-- START AVAILABLE RECORDS --

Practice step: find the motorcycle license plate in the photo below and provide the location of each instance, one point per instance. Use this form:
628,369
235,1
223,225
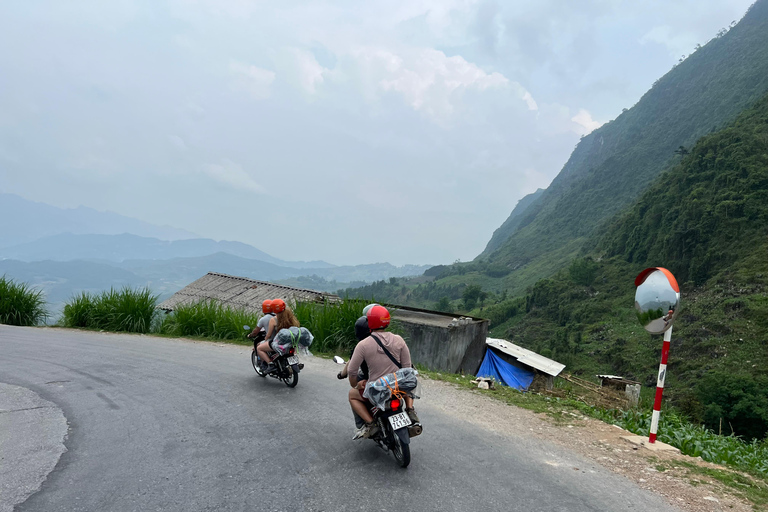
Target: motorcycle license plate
399,421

-- END AVAILABLE RECORDS --

• **GIVEN INSTRUCTION**:
Render every line of the items above as a Markdown table with a row-number column headed No. and a text column headed Line. Skip any blank lines and leave the pictures out of the table.

• **REPLY**:
| No. | Line |
|---|---|
| 1 | Practice step: find the motorcycle license plate in the photo below and provide the location of each instance, one point per instance. Use this form: |
| 2 | 628,369 |
| 3 | 235,1 |
| 4 | 223,225 |
| 5 | Target: motorcycle license plate |
| 6 | 399,421 |